= Brano selezionato =
################
A un mese esatto dal fatale 3 novembre gli interrogativi attorno al presidente si moltiplicano. E ogni scenario, perfino il più fantasioso, ha pur sempre un quid di verosimiglianza. Cominciamo da Trump. Beffato come un Boris Johnson qualsiasi dal destino che perseguita gli smargiassi, il presidente è azzoppato non tanto dal Covid, quanto dal dileggio che ne aveva costantemente fatto. Ora, contagiato dal virus per effetto di una nemesi che punisce la sua hybris (una tracotanza clamorosamente pari alla sua ignoranza), condivide la sorte di 7,3 milioni di americani, ai quali aveva a suo tempo garantito che si trattava di un raffreddore o poco più. Difficile perdonarglielo, con oltre duecentomila vittime sullo sfondo.
################
= Dati forniti =
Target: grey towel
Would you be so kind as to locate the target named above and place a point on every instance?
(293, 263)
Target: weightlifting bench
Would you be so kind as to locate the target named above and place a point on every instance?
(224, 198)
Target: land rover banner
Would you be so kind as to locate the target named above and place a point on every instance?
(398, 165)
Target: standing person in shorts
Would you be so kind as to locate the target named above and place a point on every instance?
################
= Consegna =
Prosegua il brano sul contagio di Trump a un mese dal voto del 3 novembre, riprendendo subito dopo l'ultima frase riportata.

= Soluzione dell'esercizio =
Più facile invece chiudere un occhio sulle sue presunte malefatte fiscali: da trent’anni i thriller di John Grisham illustrano a meraviglia il vizietto americano di scapolare con ogni sotterfugio dalle tenaglie del fisco. Nondimeno Trump ora è un candidato dimezzato. Niente comizi, niente trasferte, niente strette di mano. E si parlerà solo di Covid, invece che di America da rendere ancora più grande.
Lui promette che andrà avanti a colpi di tweet. È quello che ha sempre fatto finora ed è un’arma che ancora funziona. E chissà – azzardano i suoi – che l’assenza fisica forzata dalla massa dei suoi fans non finisca per giovargli. Veniamo dunque a Mike Pence, il vicepresidente amato dalla destra religiosa evangelica (lui stesso da cattolico si è fatto born again christian, “cristiano rinato”), garante di quel radicalismo che assomiglia a quello di Trump ma è privo della demagogia rodomontesca del Commander in chief.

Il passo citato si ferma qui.